> **PROBLEM DETAILS**
In the records below, find the line with "facade in this photo."; retype that line and all the following lines through the end, exactly, and add nothing.
——————
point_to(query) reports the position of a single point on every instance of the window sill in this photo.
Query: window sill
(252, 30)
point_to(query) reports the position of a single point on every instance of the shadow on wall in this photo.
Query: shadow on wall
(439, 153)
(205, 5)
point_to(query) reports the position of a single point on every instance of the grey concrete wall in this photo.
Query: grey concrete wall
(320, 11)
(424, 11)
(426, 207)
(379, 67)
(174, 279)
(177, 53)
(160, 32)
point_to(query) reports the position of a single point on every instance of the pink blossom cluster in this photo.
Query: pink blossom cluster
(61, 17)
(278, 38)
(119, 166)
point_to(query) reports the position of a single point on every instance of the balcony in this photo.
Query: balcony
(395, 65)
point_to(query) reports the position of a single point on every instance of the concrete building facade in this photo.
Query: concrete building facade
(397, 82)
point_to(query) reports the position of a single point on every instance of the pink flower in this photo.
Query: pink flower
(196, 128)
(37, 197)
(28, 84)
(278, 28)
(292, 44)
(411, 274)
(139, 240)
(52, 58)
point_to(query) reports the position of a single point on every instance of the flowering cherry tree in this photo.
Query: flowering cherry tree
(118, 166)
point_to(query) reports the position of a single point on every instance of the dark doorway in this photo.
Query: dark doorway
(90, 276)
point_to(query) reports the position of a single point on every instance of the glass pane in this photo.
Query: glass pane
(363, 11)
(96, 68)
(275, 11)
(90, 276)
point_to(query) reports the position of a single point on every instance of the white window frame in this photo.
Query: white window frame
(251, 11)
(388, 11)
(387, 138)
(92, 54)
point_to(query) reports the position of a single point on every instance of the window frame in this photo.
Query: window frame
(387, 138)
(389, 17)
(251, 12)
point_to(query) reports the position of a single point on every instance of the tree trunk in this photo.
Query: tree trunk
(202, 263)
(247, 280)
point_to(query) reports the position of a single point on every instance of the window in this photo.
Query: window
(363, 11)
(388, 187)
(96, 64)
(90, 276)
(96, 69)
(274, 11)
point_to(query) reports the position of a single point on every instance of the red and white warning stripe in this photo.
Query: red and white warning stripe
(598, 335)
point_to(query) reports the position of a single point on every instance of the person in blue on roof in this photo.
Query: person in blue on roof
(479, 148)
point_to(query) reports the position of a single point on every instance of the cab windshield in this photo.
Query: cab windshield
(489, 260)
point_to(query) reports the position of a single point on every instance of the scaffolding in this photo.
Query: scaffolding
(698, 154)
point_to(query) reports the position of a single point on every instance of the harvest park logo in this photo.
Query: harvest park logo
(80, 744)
——————
> **RESPONSE**
point_to(query) reports the position of a single point on every instance of the concrete building facade in this photo.
Query: concrete building facade
(397, 82)
point_to(query) reports the position of a single point on every instance of the pink flower in this photo.
Query: pink flower
(196, 128)
(37, 197)
(28, 84)
(278, 28)
(292, 44)
(411, 274)
(139, 240)
(52, 58)
point_to(query) reports the position of a single point on every instance of the flowering cherry tree in this photo.
Query: flowering cherry tree
(118, 166)
point_to(query) reports the position of a single point on every instance of the dark doorway in this photo.
Query: dark doorway
(90, 276)
point_to(query) reports the position of a single point on every instance of the glass pane in this photo.
Query: glass pane
(363, 11)
(96, 68)
(275, 11)
(90, 276)
point_to(query) reports the position of a single point on every instance of the white window frame in this photo.
Query: white window frame
(251, 11)
(388, 11)
(387, 138)
(92, 54)
point_to(query) reports the position of a single point on every instance of the window frame in this photo.
Query: window frame
(387, 138)
(389, 17)
(251, 12)
point_to(query) reports the position of a single point on every instance of the tree trunk in this photo.
Query: tree trunk
(202, 263)
(247, 280)
point_to(query) reports the position of a single point on every instance of the window in this photo.
Query: window
(363, 11)
(388, 187)
(96, 64)
(90, 276)
(96, 69)
(274, 11)
point_to(query) reports the position of a single point on every instance of the red and white warning stripe in this photo.
Query: red and white warning stripe
(598, 335)
point_to(query) reports the position of a single point on every instance of the person in blue on roof in this photo.
Query: person in blue on roof
(479, 148)
point_to(query) reports the position of a single point on every instance of the cab windshield in this photo.
Query: cab windshield
(489, 260)
point_to(query) reports the position of a single point on every instance of the scaffolding in this photo.
Query: scaffolding
(698, 154)
point_to(query) reports the position of a single point on every instance of the harvest park logo in this photo.
Query: harvest park logo
(80, 744)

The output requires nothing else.